◆ Instruções ◆
**a)** Indique se cada afirmação concorda com o trecho do documento, respondendo sim ou não e citando literalmente as palavras do trecho que decidem a resposta. (i) O século 21 trouxe carros voadores. (ii) A frase "só porque você é paranóico não significa que eles não estão atrás de você" é associada a Joseph Heller, no romance Catch-22. (iii) O feed mencionado é o de publicações do instagram.
**b)** Transcreva do trecho do documento a parte entre "A sensação de" e "atrás de você.", inclusive.

◆ Trecho do documento ◆

◇ ◇ ◇ ◇

Só porque você é paranóico não significa que eles não estão atrás de você
Grandes corporações, feeds de notícia e as mutações na dimensão do sensível.
A sensação de ter o mundo na palma da mão definitivamente não condiz com a constatação de não ter a vida inteira pela frente.
Isso inunda minha mente sempre que percebo há quanto tempo estou rolando o feed de publicações do instagram sem ter chegado a lugar nenhum.
Não consigo deixar de lado a ideia de que talvez estejamos observando o surgimento de uma nova e profunda angústia: a percepção de que nossa expectativa de vida é menor que as aspirações socioculturais prometidas pela tecnologia.
Carros voadores, teletransporte e colônias espaciais? Nada disso. O século 21 trouxe apenas pequenas telas e grandes corporações.
Em parte, é como Joseph Heller disse em seu romance Catch-22: só porque você é paranóico não significa que eles não estão atrás de você.

◇ ◇ ◇ ◇

◆ Dados armazenados ◆
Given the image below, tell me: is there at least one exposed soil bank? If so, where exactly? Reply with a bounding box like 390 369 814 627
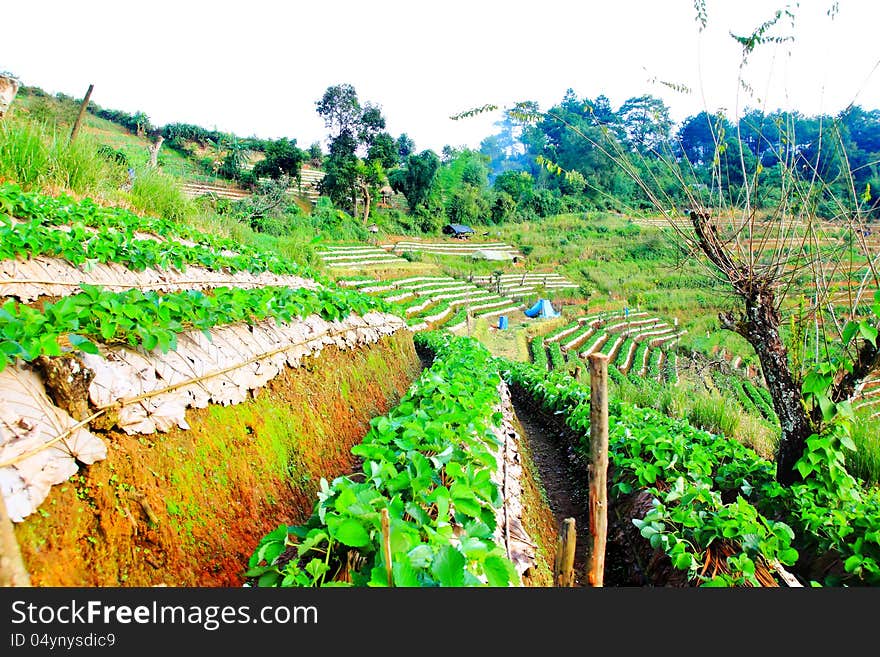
511 386 590 586
511 386 689 587
15 331 421 586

◇ ◇ ◇ ◇

◆ Respostas corretas ◆
**a)**
(i) Não: "Nada disso. O século 21 trouxe apenas pequenas telas e grandes corporações."
(ii) Sim: "é como Joseph Heller disse em seu romance Catch-22: só porque você é paranóico não significa que eles não estão atrás de você"
(iii) Sim: "rolando o feed de publicações do instagram"

**b)**
A sensação de ter o mundo na palma da mão definitivamente não condiz com a constatação de não ter a vida inteira pela frente.
Isso inunda minha mente sempre que percebo há quanto tempo estou rolando o feed de publicações do instagram sem ter chegado a lugar nenhum.
Não consigo deixar de lado a ideia de que talvez estejamos observando o surgimento de uma nova e profunda angústia: a percepção de que nossa expectativa de vida é menor que as aspirações socioculturais prometidas pela tecnologia.
Carros voadores, teletransporte e colônias espaciais? Nada disso. O século 21 trouxe apenas pequenas telas e grandes corporações.
Em parte, é como Joseph Heller disse em seu romance Catch-22: só porque você é paranóico não significa que eles não estão atrás de você.